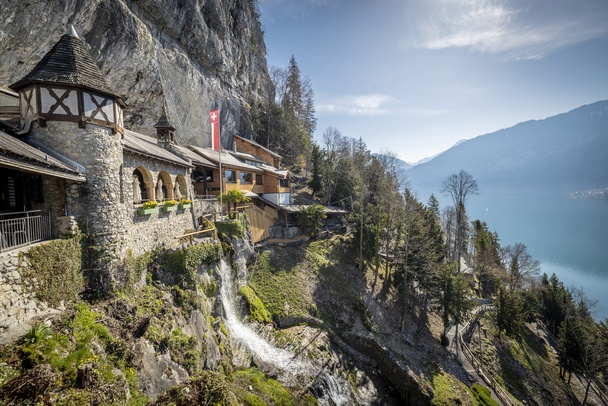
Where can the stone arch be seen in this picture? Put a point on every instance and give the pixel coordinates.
(167, 185)
(146, 183)
(180, 182)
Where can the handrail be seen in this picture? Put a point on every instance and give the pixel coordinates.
(17, 213)
(24, 230)
(502, 394)
(205, 197)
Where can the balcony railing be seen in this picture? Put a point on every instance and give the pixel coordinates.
(23, 228)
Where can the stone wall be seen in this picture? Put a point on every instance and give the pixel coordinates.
(148, 232)
(18, 309)
(93, 203)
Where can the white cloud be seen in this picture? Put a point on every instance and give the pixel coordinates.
(368, 105)
(274, 9)
(374, 105)
(529, 30)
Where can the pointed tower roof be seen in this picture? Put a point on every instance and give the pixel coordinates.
(163, 121)
(69, 63)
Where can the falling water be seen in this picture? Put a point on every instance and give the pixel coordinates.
(324, 385)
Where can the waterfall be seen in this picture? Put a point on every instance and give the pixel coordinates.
(325, 386)
(245, 335)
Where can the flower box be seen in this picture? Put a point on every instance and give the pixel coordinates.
(144, 212)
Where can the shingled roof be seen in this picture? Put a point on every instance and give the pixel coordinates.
(69, 63)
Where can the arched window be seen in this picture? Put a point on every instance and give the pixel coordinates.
(142, 180)
(164, 185)
(180, 189)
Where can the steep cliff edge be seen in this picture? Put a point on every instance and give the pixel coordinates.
(192, 55)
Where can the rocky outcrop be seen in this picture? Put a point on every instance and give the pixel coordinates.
(192, 55)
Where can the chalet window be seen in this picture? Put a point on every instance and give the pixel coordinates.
(36, 194)
(230, 176)
(246, 178)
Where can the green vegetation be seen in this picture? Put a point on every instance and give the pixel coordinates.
(208, 388)
(283, 291)
(269, 391)
(233, 197)
(56, 268)
(180, 266)
(257, 311)
(447, 390)
(483, 395)
(230, 229)
(134, 268)
(311, 217)
(58, 357)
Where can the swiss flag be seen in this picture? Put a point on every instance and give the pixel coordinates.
(215, 129)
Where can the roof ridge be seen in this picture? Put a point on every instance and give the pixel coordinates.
(68, 62)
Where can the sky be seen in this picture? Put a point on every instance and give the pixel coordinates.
(413, 77)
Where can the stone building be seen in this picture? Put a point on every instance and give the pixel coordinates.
(70, 161)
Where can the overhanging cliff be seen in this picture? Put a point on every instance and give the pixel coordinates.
(192, 55)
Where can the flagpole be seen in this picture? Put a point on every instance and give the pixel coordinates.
(219, 150)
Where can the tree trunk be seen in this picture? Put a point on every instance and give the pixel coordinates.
(586, 391)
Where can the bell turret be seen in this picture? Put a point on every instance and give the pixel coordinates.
(164, 130)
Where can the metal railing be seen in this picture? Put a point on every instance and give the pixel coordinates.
(486, 375)
(23, 228)
(205, 197)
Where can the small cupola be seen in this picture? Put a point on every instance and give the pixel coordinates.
(164, 130)
(67, 85)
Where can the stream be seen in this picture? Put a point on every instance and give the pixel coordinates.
(327, 388)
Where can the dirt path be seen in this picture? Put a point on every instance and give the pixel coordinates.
(454, 348)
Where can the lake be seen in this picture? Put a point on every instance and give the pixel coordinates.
(569, 236)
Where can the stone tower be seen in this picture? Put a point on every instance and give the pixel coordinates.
(67, 106)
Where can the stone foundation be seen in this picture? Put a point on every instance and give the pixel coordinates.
(19, 310)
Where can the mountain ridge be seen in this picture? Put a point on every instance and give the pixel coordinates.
(561, 153)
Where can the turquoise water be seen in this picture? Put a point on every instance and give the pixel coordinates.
(569, 236)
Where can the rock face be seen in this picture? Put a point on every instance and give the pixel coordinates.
(192, 55)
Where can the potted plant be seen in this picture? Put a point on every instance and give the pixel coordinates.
(148, 207)
(185, 203)
(170, 205)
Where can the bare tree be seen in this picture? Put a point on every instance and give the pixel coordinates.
(459, 186)
(521, 267)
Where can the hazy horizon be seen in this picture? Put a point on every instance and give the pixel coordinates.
(414, 77)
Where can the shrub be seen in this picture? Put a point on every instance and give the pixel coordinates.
(56, 268)
(150, 204)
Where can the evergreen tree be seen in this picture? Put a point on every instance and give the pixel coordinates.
(315, 182)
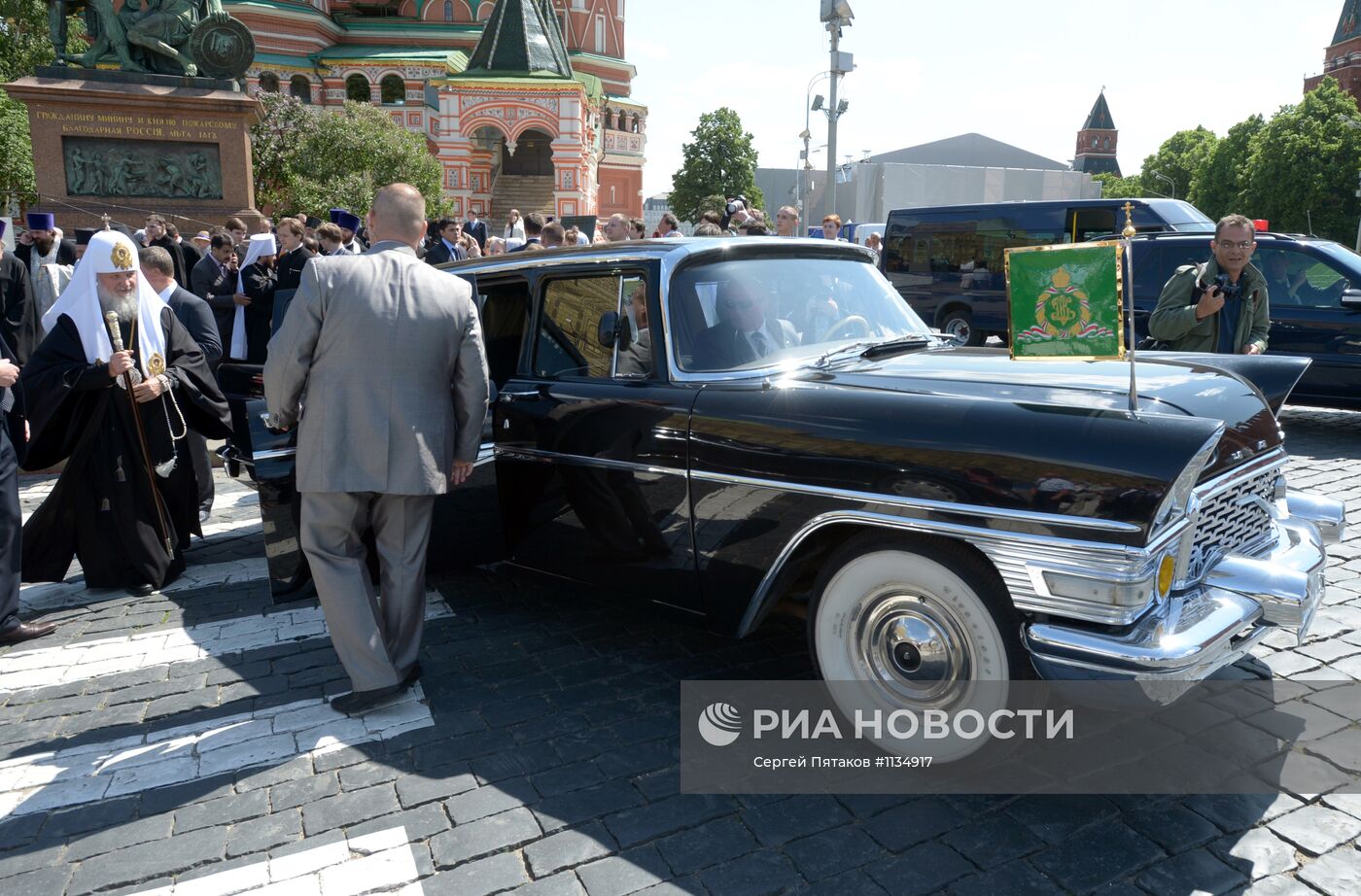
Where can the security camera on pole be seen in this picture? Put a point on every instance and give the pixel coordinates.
(836, 14)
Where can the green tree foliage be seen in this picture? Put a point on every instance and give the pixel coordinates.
(309, 159)
(1221, 183)
(24, 44)
(1116, 187)
(1179, 159)
(718, 160)
(1304, 166)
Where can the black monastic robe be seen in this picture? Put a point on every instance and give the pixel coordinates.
(101, 508)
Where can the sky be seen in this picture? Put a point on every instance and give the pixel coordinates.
(1025, 74)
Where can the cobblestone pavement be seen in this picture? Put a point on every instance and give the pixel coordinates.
(180, 744)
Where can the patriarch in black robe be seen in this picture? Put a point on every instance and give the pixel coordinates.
(124, 506)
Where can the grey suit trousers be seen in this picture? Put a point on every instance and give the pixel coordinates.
(377, 639)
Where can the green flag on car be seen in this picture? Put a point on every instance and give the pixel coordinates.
(1065, 300)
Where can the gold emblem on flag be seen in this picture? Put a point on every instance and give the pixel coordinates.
(122, 256)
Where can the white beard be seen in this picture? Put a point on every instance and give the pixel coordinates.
(125, 306)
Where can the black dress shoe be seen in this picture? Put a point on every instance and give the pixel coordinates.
(26, 631)
(360, 702)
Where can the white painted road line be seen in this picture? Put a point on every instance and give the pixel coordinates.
(174, 756)
(45, 667)
(373, 862)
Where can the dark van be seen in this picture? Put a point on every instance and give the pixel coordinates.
(946, 261)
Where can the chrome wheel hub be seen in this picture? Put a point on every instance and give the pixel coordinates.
(914, 649)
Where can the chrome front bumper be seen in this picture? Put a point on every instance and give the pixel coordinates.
(1190, 634)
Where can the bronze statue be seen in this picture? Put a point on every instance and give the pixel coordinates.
(146, 36)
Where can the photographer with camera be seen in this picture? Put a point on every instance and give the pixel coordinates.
(1217, 306)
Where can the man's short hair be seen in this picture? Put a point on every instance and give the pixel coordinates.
(1235, 221)
(157, 258)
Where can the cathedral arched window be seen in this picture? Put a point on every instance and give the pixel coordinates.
(357, 88)
(394, 90)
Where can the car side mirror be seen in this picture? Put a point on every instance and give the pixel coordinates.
(609, 329)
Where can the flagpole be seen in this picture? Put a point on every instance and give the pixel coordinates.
(1129, 293)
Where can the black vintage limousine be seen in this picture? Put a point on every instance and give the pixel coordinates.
(721, 426)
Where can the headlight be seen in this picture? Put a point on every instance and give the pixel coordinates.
(1174, 503)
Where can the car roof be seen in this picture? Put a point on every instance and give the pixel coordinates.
(673, 251)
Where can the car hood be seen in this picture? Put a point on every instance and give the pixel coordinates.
(1168, 388)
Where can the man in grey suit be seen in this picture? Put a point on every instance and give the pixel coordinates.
(365, 360)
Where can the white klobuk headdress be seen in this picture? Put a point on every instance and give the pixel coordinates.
(111, 252)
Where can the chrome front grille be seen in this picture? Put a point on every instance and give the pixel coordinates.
(1234, 520)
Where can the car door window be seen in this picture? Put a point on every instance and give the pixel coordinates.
(1300, 279)
(589, 327)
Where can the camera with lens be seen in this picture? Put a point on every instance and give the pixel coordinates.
(1229, 292)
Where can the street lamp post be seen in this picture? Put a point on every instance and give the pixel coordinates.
(836, 14)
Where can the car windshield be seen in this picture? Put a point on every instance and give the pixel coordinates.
(750, 313)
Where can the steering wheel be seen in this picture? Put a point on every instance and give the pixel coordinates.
(850, 320)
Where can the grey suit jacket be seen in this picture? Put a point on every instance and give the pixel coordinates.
(366, 355)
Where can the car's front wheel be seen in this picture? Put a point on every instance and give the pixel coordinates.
(916, 624)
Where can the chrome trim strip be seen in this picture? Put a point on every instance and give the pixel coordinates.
(923, 503)
(540, 456)
(1011, 549)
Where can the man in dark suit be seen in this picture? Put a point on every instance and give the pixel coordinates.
(476, 230)
(191, 252)
(533, 231)
(744, 332)
(158, 269)
(215, 279)
(446, 248)
(11, 518)
(157, 235)
(16, 293)
(43, 246)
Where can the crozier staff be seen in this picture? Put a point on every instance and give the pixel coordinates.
(125, 488)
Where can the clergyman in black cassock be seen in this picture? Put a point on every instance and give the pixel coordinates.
(113, 507)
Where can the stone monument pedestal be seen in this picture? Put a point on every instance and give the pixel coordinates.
(129, 145)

What to produce -
All lines from the one with "Where can the stone monument" to the end of the material above should be copied exactly, both ends included, and nothing else.

Problem solution -
Where can the stone monument pedestal be seen in this picture? Put a point on every instance and give the pixel coordinates.
(129, 145)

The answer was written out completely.